--- Extract provided ---

An artificial intelligence chip from IBM is more than a dozen times as energy efficient as conventional microchips at speech recognition. Many controversial AI systems, including ChatGPT and other large language models, as well as generative AI now used to create video and images, may benefit from the device.
The accuracy of automated transcription has improved greatly in the past decade because of AI, IBM notes. However, the hardware used to help train and operate these and other AI systems is becoming more expensive and energy-hungry. To train its state-of-the-art AI GPT-3, OpenAI spent US $4.6 million to run 9,200 GPUs for two weeks.
A key obstacle is the energy and time lost shuttling vast amounts of data between processors and memory. The energy dissipated that way can be anywhere between three and 10,000 times as much as for the actual computation, notes Hechen Wang, a research scientist at Intel Labs in Hillsboro, Ore., who did not take part in the new study.
Brain-mimicking neuromorphic hardware often seeks to imitate the way biological neurons compute and store data. For instance, compute-in-memory or “analog AI“ microchips perform computations directly within memory.
Previous simulations from IBM suggested that analog AI could prove 40 to 140 times as energy efficient as the best GPUs for AI applications. Practical displays of these estimates were lacking until now.
In the new study, IBM researchers experimented with phase-change memory. This device relies on a material that, when hit with electrical pulses, can not only switch between amorphous and crystalline phases in a way analogous to the ones and zeroes of digital processors, but also to states lying between these values. This means phase-change memory can encode the results of multiply-accumulate (MAC) operations—the most basic computation in the deep neural networks driving the current explosion in AI—using just a few resistors or capacitors in the memory. Conventional approaches use hundreds or thousands of transistors, Wang notes.

--- Dataset excerpts ---

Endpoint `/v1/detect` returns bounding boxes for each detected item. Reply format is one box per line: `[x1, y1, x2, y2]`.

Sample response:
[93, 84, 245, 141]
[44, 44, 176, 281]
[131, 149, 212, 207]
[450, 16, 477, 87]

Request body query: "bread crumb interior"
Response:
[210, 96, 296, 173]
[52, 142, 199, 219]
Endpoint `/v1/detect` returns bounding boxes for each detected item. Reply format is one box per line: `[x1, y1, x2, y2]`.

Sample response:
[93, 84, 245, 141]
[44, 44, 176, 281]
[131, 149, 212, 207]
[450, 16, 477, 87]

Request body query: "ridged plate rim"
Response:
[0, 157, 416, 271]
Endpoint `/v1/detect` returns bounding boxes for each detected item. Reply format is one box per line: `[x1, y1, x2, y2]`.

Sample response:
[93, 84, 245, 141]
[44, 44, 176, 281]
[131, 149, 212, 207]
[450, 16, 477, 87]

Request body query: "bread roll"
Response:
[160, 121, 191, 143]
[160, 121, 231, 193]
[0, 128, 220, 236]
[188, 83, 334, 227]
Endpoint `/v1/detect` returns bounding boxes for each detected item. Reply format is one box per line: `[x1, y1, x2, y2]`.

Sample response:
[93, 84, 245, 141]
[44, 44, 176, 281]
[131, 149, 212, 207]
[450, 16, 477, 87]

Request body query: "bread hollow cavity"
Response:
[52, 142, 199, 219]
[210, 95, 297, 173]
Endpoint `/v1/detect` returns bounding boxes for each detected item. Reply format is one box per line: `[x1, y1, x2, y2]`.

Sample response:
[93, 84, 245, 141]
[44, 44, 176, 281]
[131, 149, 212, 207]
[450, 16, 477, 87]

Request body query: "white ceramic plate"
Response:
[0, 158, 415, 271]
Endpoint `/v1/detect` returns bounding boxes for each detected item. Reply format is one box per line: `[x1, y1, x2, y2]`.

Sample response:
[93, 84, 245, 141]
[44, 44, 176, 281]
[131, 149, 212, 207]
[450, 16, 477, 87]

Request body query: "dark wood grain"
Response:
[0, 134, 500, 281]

---

_Task item 1_.
According to the article on IBM's analog AI chip, how much did OpenAI spend to run GPUs while training GPT-3?
_Task item 2_.
Continue the article on IBM's analog AI chip from where it stops.

_Task output 1_.
US $4.6 million, to run 9,200 GPUs for two weeks.

_Task output 2_.
The researchers created a 14-nanometer microchip loaded with 35 million phase-change memory cells across 34 tiles. All in all, the device was capable of up to 12.4 trillion operations per second per watt, an energy efficiency dozens or even hundreds of times that of the most powerful CPUs and GPUs.
The scientists used two speech-recognition neural-network programs to examine the flexibility of their device. One small system, Google Speech Commands, was used to spot keywords for voice commands, a task where speed might be of the essence. A large system, Librispeech, was used to transcribe speech to text, where the ability to efficiently analyze large amounts of data might be the most valuable. They found that their device performed as accurately as neural networks run on conventional hardware, while doing the job seven times as fast, for Google Speech Commands, and 14 times as energy efficiently, for Librispeech.
Intel Labs’ Wang notes this new microchip can support transformers, the type of neural network behind the current large language models (LLMs) powering chatbots such as ChatGPT. Essentially a supercharged version of the autocomplete feature that smartphones use to predict the rest of a word a person is typing, ChatGPT has passed law and business school exams, successfully answered interview questions for software-coding jobs, written real estate listings, and developed ad content.
Transformers are also the key building block underlying generative AI, Wang says. Generative AI systems such as Stable Diffusion, Midjourney, and DALL-E have proven popular for the art they produce. The new chip “has the potential to substantially reduce the power and cost of LLMs and generative AI,” Wang says.
However, LLMs and generative AI have also ignited firestorms of criticism. For instance, ChatGPT has displayed many flaws, such as writing error-ridden articles, and generative AI is running into controversy for its implications for intellectual property law. (IBM declined comment for this story.)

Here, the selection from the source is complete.